Problem requirements> Please copy every one of the items below word for word. Leave the pictures out of your answer.

Records for processing>

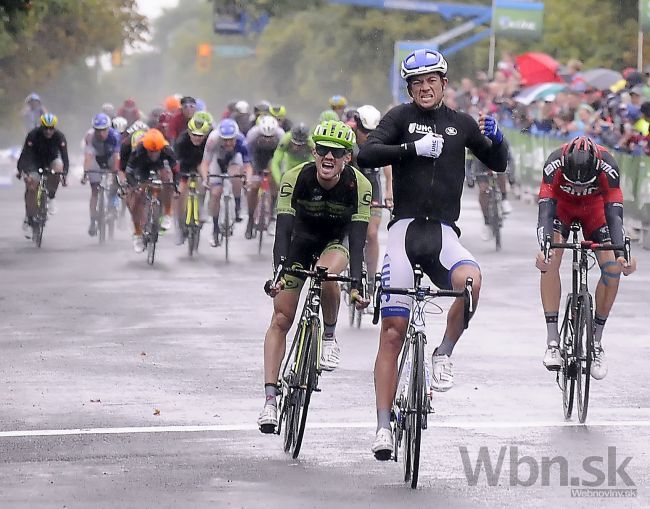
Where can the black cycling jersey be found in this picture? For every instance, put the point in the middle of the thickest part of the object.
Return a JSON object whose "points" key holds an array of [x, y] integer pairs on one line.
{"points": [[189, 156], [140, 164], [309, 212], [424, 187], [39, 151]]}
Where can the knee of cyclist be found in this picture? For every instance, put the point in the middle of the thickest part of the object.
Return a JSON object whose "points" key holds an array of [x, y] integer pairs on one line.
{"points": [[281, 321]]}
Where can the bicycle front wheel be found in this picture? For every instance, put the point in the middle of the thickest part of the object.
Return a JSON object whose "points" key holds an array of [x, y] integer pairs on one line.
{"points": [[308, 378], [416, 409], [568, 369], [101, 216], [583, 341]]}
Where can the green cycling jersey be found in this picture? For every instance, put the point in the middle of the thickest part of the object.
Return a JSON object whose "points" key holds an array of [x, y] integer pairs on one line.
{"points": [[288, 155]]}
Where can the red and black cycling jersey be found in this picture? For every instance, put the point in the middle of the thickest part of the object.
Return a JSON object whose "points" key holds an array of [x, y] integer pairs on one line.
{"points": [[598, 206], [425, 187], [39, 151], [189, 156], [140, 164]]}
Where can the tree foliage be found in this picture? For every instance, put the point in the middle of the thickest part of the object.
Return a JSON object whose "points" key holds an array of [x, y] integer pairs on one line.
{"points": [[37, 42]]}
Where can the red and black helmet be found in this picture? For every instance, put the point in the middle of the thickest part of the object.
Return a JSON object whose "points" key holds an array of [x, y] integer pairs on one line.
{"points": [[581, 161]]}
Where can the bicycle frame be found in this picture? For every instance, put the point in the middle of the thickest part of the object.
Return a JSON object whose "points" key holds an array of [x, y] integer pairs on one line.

Written solution>
Where can the black cycling jersey be found in this picture? For every instance, put the point in the middle of the thickest part of the object.
Return a JSON object whose "points" key holds an array of [x, y] integer pairs on one line.
{"points": [[189, 156], [140, 164], [309, 212], [424, 187], [39, 151]]}
Where can the knee of cyclist be found in this picture? For every instance, put the point in the middle of the thickest part of the object.
Return a JSON object whose "points" key holds an array of [x, y] integer pairs on one line.
{"points": [[281, 321]]}
Where can the bicycle front wheel be found in this picture? For every instance, put the point in the middle of the thickest part of the object.
Return a JSON object whose "points" key holds an array of [x, y] integer pairs on one line.
{"points": [[308, 378], [416, 409], [568, 369], [101, 216], [583, 341]]}
Where can the green cycling jersey be found in this picture? For every instance, put the point in the middle of the thickest part of the object.
Return a JSON object whose "points" key holds an array of [x, y] integer pairs on one line.
{"points": [[288, 155]]}
Where can the red and black cycling jersey be found in this picture? For every instance, put the point in the middle of the thickest part of the object.
Return a JSON object whose "points" key holds an array of [x, y] integer pairs on one line.
{"points": [[598, 206], [425, 187], [39, 151], [189, 156], [140, 164]]}
Where can the tree foliage be found in this picture? For every instance, put the point in the middle of the thickest part of the object.
Return a JSON object whose "points" key holds an array of [x, y] integer pairs on one line.
{"points": [[37, 42]]}
Where can the red and black helmet be found in this picture? For every instance, put the point in the middle of the thickest part of the object.
Return a JSON object whose "points" key holds an array of [x, y] integer pairs on one line.
{"points": [[581, 161]]}
Where can the bicycle frame be found in this picture? For every instance, put the point in the middle of the thickest part of the object.
Return a JSON object whose "points" key holds an array of [x, y] integer pairs on one line.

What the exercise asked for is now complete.